■ Quoted passage:
:::::

Israel offers Australia New Opportunities for Venture Capital Investment
Jun 30, 2015 | Glen Falkenstein
The Australian recently reported on important developments in Australia’s economic relationship with Israel, namely with regard to venture capital investment and future prospects for technological innovation:
“Retiring Telstra chief executive David Thodey plans to join billionaire James Packer in working with the Paul Bassat-led venture capital firm, Square Peg Capital, to pursue more investments in Israel.”
“The company intends to spend $US150 million ($193m) over the next three to five years in venture and growth-stage online and technology companies.”
“Mr Packer, who has bought a property in Tel Aviv and divides his time between the Israeli capital and the US, said he was keen to do more with Mr Bassat and Square Peg in the Israeli tech scene.”
“Mr Packer told The Australian from Tel Aviv. “I am in Israel meeting new people and Paul (Bassat) is certainly someone I want to do more with, but we are just wetting our feet here.”
Federal MP Wyatt Roy, who recently travelled to Israel to meet with local start-ups, is in favour of establishing a new “innovation ecosystem” in Australia, reforming how we commercialize our research and replicating the Israeli model of venture capital investment. Roy will be leading an Entrepreneurs Trade Mission to Israel (organised by the Australia Israel Chamber of Commerce) this coming October centred on “engagement between Israeli and Australian companies, focusing on the key sectors of technological advancement and innovation.”
The venture capital industry in Israel has successfully encouraged over decades the investment of millions in multiple technological start-ups, in return for the investors retaining substantial equity in each of the growing ventures. Central among Israel’s reforms in this area was the adoption of a broad crowd-sourced equity funding (CSEF) model, with local companies such as OurCrowd sourcing and vetting potential opportunities for investors who can then choose to make numerous small to large-scale investments.
The 2014 report by the now dissolved Parliamentary Corporations and Markets Advisory Committee (CAMAC) recommended reforms in Australia to facilitate corporate fundraising for smaller companies or start-ups through these types of small equity investments via online facilitators such as OurCrowd. The report outlines a number of countries with legislative provisions facilitating CSEF, including New Zealand, though the reforms envisaged in the report have not been fully implemented in Australia.
The New Zealand government, having implemented the legislation, noted the potential for more efficient procurement of risk capital for small businesses through these internet-based marketplaces, rather than focusing on the more traditional public or private offerings historically utilized by Australian firms. A European Union Consultation Paper on crowdfunding concluded “… it appears crowdfunding may respond to the needs of many small start-ups that do not manage to access bank finance, venture capital… better access to finance for small businesses would promote entrepreneurship and ultimately contribute to growth and job creation.”
Lack of effective CSEF provisions locally has stoked fears of an ongoing brain-drain as Australian entrepreneurs look elsewhere for funding. Many young entrepreneurs have moved to overseas markets to secure funding for tech start-ups, finding a general lack of sufficient equity in Australia.
Despite this, our regulatory system has not stopped companies like OurCrowd investing in Australia, with CEO John Medved, who travelled to Australia this year, recently announcing the platform’s second local investment in medical technology group Global Kinetics Corp. Medved commented, “Australia and Israel face very similar challenges when it comes to start-up investment, although our appetite for risk is totally different… the more paths in you can offer investors, the more money your start-ups can get at.”

:::::

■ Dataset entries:

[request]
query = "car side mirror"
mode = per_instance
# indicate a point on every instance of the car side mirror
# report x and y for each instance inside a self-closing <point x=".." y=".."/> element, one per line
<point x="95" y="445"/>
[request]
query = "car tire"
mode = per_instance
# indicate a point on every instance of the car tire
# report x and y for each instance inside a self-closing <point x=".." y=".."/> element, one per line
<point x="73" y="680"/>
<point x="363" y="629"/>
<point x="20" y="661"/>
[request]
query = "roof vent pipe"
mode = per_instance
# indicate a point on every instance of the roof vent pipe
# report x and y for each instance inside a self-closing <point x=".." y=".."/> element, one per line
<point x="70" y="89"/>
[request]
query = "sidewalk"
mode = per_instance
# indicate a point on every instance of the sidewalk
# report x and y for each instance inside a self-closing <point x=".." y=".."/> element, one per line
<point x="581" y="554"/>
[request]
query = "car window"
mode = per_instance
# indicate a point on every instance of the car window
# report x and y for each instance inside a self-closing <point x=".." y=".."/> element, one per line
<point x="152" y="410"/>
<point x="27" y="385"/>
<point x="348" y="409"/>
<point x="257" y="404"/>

:::::

■ What you will do:
[1] Please list every person named in the venture capital article.
[2] In the venture capital article, change "OurCrowd" to "online equity platforms" in the passage starting at "The 2014 report" and ending at "implemented in Australia.", and give that passage again.
The data stands apart from the venture capital article.

■ Results for each task:
[1] Glen Falkenstein, David Thodey, James Packer, Paul Bassat, Wyatt Roy, John Medved

[2]
The 2014 report by the now dissolved Parliamentary Corporations and Markets Advisory Committee (CAMAC) recommended reforms in Australia to facilitate corporate fundraising for smaller companies or start-ups through these types of small equity investments via online facilitators such as online equity platforms. The report outlines a number of countries with legislative provisions facilitating CSEF, including New Zealand, though the reforms envisaged in the report have not been fully implemented in Australia.